=== TASK INPUT ===
□ □ □

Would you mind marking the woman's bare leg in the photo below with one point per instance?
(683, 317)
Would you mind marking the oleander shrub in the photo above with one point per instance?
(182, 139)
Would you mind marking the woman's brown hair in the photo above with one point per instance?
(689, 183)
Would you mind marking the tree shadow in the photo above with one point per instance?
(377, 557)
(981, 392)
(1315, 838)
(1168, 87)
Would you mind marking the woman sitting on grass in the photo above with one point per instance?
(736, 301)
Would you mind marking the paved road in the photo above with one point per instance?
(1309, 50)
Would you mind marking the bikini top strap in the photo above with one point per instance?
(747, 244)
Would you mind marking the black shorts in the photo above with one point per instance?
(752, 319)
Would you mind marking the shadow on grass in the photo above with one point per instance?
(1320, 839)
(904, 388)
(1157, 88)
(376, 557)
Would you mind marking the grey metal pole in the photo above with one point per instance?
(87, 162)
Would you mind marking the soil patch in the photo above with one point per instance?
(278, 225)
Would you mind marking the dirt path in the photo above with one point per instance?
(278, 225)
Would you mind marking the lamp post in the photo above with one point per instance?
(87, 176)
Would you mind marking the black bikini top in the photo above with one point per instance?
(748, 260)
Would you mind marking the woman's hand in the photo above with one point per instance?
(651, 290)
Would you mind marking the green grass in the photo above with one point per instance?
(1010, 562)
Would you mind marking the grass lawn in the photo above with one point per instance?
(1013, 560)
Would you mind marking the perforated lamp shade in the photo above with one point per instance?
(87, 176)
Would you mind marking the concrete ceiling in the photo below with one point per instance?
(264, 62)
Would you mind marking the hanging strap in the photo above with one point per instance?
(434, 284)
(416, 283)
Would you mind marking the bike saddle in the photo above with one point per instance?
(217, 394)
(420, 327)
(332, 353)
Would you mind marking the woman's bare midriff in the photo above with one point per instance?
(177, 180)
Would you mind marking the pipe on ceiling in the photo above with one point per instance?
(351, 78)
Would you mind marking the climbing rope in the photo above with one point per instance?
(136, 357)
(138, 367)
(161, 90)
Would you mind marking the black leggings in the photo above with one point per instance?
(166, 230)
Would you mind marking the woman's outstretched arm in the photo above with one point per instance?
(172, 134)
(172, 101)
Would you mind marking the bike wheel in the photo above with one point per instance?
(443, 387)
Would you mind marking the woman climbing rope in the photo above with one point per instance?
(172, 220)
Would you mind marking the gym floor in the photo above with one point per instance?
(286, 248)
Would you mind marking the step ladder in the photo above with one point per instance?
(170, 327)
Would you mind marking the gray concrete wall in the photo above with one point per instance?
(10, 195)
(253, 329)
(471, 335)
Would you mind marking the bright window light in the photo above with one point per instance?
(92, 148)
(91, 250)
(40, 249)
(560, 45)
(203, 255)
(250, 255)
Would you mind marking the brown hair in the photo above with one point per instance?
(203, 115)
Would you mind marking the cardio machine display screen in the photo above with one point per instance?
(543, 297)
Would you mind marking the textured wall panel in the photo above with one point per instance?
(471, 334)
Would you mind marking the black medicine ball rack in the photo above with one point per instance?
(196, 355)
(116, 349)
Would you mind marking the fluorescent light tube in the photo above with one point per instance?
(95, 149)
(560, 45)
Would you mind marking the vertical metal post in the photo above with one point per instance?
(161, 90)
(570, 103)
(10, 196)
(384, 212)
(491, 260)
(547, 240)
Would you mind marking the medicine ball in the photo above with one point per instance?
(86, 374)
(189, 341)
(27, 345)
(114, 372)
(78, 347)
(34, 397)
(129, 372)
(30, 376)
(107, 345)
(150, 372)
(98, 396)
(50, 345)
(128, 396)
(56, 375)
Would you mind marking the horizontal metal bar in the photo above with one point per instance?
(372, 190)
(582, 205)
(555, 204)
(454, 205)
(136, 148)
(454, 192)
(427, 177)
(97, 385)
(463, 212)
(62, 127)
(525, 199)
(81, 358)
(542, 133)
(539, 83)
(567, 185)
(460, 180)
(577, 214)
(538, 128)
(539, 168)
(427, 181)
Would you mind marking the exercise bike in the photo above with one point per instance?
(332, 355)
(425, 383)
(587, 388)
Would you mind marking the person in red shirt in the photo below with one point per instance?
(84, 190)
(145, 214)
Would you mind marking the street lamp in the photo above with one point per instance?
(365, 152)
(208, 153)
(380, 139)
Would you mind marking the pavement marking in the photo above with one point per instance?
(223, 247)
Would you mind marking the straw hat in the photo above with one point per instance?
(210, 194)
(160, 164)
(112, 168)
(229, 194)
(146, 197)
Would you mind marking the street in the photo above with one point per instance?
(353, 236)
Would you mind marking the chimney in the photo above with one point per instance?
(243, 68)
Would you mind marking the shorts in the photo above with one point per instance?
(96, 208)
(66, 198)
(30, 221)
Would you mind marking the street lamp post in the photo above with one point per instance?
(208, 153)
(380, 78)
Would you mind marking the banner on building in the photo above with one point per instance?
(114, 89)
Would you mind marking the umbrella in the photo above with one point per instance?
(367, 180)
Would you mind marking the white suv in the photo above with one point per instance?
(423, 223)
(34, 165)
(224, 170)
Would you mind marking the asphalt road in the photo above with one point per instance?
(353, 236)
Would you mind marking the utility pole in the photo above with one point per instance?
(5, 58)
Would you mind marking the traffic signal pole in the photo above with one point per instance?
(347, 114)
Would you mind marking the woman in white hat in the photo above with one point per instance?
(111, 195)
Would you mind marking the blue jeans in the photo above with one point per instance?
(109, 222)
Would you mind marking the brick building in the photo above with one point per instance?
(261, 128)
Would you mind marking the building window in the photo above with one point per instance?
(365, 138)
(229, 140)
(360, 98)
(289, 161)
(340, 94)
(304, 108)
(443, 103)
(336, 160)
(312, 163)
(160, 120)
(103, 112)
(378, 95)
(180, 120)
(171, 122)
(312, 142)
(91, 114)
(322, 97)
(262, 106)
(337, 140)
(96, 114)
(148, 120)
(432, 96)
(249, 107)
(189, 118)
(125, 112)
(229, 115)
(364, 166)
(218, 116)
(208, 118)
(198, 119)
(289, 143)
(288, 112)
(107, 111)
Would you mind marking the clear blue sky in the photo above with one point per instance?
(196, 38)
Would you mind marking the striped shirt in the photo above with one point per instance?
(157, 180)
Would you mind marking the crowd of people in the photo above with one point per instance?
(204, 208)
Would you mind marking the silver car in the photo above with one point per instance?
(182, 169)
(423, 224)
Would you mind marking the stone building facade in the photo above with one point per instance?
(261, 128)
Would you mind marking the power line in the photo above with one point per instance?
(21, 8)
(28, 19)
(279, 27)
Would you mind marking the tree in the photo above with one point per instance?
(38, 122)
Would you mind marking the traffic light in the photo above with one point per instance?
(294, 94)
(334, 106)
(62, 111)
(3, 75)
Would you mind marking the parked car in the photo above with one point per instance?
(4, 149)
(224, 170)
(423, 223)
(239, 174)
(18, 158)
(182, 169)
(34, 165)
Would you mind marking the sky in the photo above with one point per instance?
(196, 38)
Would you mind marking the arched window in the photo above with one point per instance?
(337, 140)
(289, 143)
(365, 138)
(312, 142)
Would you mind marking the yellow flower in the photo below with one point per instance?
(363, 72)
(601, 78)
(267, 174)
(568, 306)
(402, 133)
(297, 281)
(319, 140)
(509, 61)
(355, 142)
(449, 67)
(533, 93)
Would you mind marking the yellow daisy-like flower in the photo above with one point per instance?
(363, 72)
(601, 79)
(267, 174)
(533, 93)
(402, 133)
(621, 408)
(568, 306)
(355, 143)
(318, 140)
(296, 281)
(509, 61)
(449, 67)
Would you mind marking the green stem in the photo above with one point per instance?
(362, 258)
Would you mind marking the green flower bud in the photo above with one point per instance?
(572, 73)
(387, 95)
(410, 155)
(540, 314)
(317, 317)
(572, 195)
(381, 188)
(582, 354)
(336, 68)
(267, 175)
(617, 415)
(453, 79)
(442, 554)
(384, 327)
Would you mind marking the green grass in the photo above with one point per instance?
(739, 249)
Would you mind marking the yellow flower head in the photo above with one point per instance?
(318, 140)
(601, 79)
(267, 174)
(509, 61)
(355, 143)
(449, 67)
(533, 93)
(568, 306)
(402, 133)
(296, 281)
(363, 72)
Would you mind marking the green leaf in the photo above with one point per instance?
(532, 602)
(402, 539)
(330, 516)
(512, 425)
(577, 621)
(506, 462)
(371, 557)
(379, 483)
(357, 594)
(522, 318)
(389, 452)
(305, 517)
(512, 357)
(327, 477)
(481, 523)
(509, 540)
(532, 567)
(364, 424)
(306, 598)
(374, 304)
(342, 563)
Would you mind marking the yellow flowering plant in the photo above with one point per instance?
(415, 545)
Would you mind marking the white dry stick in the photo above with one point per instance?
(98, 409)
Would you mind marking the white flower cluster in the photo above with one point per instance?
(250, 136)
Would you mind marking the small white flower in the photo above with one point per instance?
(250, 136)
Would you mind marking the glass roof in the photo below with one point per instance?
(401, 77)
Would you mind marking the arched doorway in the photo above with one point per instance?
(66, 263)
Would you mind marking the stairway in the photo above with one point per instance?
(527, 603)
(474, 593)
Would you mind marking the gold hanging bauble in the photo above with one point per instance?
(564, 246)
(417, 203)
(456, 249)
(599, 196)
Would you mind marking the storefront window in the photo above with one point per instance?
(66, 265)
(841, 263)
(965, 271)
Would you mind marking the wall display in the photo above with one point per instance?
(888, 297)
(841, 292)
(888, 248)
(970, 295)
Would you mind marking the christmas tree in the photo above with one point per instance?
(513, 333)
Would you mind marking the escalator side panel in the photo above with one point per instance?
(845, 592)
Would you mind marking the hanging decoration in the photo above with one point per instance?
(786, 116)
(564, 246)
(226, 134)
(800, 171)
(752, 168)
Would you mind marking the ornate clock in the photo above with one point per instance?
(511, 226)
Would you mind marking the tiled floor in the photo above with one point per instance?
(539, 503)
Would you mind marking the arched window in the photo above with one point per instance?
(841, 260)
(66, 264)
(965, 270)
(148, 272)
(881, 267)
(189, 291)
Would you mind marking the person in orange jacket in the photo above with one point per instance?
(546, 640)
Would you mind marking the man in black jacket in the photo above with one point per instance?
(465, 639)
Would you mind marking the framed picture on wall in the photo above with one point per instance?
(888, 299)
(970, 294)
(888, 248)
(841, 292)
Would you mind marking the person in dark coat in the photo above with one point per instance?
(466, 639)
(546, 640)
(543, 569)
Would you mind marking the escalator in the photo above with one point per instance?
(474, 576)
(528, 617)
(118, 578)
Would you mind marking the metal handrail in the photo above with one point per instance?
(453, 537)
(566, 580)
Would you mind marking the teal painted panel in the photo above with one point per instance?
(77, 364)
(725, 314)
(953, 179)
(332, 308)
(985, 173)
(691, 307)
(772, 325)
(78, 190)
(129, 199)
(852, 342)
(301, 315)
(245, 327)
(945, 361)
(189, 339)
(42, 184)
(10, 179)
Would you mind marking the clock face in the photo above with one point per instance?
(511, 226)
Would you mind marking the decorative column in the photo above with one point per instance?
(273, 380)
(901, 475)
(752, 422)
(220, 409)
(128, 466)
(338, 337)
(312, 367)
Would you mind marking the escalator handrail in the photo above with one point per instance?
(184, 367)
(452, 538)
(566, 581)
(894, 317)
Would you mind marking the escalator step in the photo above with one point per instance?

□ □ □

=== AIM ===
Update the part of the rows that opens with the line containing "Would you mind marking the teal" and runs through the end of the rows, changing "decorative column" to "ornamental column" and leaving everything else unchanged. Give back only that part.

=== FINISHED EXERCISE ===
Would you mind marking the teal painted panel in the photo above with one point per instance?
(77, 364)
(725, 314)
(953, 179)
(332, 308)
(985, 173)
(691, 307)
(772, 325)
(78, 190)
(129, 199)
(852, 342)
(301, 315)
(245, 327)
(945, 361)
(189, 339)
(42, 184)
(10, 179)
Would you mind marking the clock face in the photo above with one point per instance?
(511, 226)
Would you mind marking the ornamental column in the photo above with one point per instance?
(273, 380)
(901, 475)
(752, 422)
(220, 409)
(128, 466)
(338, 337)
(312, 367)
Would you mind marking the escalator handrail in the photo above with one point per instance?
(184, 367)
(452, 538)
(566, 581)
(894, 317)
Would you mind marking the escalator step in the photo above with one point per instance?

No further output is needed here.